[start]
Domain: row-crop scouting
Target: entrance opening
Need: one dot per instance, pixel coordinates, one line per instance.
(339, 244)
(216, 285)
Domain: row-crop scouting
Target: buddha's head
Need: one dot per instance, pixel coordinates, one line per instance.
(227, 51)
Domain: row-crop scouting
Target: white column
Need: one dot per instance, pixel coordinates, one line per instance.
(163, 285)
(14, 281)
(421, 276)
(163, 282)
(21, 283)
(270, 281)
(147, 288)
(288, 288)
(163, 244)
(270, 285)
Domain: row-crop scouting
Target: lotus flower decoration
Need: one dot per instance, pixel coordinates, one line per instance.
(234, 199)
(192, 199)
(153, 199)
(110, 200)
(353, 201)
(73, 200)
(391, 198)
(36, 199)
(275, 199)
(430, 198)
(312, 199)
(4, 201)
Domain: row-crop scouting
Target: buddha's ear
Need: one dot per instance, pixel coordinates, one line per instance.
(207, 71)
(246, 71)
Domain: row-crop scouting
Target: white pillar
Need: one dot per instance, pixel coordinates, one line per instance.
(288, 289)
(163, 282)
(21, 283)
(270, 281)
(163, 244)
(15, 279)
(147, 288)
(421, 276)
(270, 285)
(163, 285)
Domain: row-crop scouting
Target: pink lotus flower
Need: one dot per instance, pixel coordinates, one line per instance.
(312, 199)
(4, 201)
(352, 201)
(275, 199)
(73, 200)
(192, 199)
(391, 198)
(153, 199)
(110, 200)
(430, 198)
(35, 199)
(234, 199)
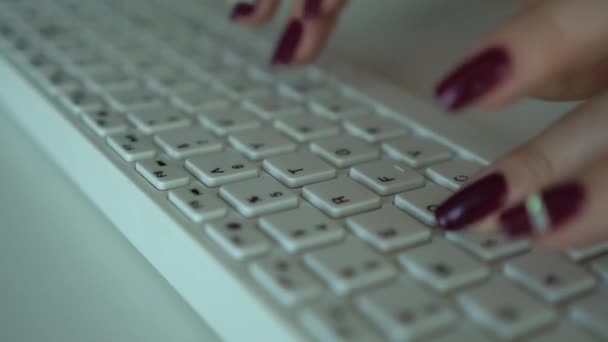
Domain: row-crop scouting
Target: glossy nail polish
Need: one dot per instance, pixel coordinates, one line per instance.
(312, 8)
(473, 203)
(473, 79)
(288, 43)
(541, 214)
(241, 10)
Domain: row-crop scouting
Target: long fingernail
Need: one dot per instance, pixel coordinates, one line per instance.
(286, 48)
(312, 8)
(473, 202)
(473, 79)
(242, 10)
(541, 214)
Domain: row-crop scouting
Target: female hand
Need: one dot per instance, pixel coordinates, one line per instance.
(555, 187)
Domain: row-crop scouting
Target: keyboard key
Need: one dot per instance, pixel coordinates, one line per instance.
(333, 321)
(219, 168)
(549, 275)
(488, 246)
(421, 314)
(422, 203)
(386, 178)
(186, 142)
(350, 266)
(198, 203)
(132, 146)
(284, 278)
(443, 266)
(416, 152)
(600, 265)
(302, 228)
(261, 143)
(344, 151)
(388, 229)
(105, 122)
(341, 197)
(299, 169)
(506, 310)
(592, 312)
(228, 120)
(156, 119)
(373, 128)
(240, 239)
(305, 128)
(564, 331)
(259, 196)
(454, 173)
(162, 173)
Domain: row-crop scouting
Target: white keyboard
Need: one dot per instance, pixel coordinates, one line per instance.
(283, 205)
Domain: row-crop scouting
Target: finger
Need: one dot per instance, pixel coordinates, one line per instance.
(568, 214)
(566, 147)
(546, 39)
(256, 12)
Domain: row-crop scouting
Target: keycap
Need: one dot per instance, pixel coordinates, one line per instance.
[end]
§ Exercise
All the records need to be repeated exactly, with the images dropped.

§ Result of the exercise
Domain: row-crop scouting
Target: entrance opening
Need: one dot per instance, pixel coordinates, one line per instance.
(339, 244)
(216, 285)
Domain: row-crop scouting
Target: buddha's head
Need: one dot per instance, pixel coordinates, one line per instance.
(227, 51)
Domain: row-crop scouting
Target: white column
Need: one dot per instance, pixel coordinates, one line per instance.
(163, 285)
(14, 281)
(421, 276)
(163, 282)
(21, 283)
(270, 281)
(147, 288)
(288, 288)
(163, 244)
(270, 285)
Domain: row-crop scouting
Target: lotus flower decoration
Need: one dot per instance, pixel coordinates, one line per instance.
(234, 199)
(192, 199)
(153, 199)
(110, 200)
(353, 201)
(73, 200)
(391, 198)
(36, 199)
(275, 199)
(430, 198)
(312, 199)
(4, 201)
Domain: row-crop scouting
Target: buddha's ear
Need: one dot per instance, pixel coordinates, one line per instance.
(207, 71)
(246, 71)
Domain: row-crop scouting
Target: white pillar
Need: one dot per instance, pixel coordinates, one line per instance.
(288, 289)
(163, 282)
(21, 283)
(270, 281)
(163, 244)
(15, 279)
(147, 288)
(421, 276)
(270, 285)
(163, 285)
Domain: row-crop scouting
Target: pink lotus flower
Need: one dot per instance, pixel coordinates, one line per instance.
(312, 199)
(4, 201)
(352, 201)
(275, 199)
(73, 200)
(192, 199)
(391, 198)
(153, 199)
(110, 200)
(430, 198)
(35, 199)
(234, 199)
Domain: row-crop scouting
Target: glossy nail polish
Need: one dot per instance, pixel coordinates, one line per instance.
(312, 8)
(473, 203)
(473, 79)
(288, 43)
(541, 214)
(241, 10)
Domain: row-crop scouting
Target: long fingernail
Need: one dot per instance, pixel coordinates, one line per instance.
(286, 48)
(312, 8)
(473, 202)
(473, 79)
(242, 10)
(541, 214)
Domain: row-crop scouting
Target: female hand
Need: one dot per instance, pixel coordinates, one line per instance.
(555, 187)
Domain: row-crop scouting
Target: keyboard key
Need: one dot per instance, pixel coordinates, one line per instance.
(333, 321)
(219, 168)
(549, 275)
(488, 246)
(421, 314)
(422, 203)
(386, 178)
(186, 142)
(350, 266)
(198, 203)
(132, 146)
(284, 278)
(443, 266)
(416, 152)
(600, 265)
(302, 228)
(261, 143)
(344, 151)
(388, 229)
(105, 122)
(341, 197)
(299, 169)
(506, 310)
(592, 312)
(228, 120)
(156, 119)
(373, 128)
(240, 239)
(305, 128)
(564, 331)
(259, 196)
(454, 173)
(162, 173)
Domain: row-crop scouting
Target: white keyboard
Need: one dot per instance, pixel coordinates, one line per instance.
(283, 205)
Domain: row-crop scouting
Target: finger
Need: one dot per instance, pixel coordinates, one line per instance.
(568, 214)
(566, 147)
(546, 39)
(256, 12)
Domain: row-crop scouting
Target: keycap
Need: one dot per instance, pixel coordinates, one line per instance.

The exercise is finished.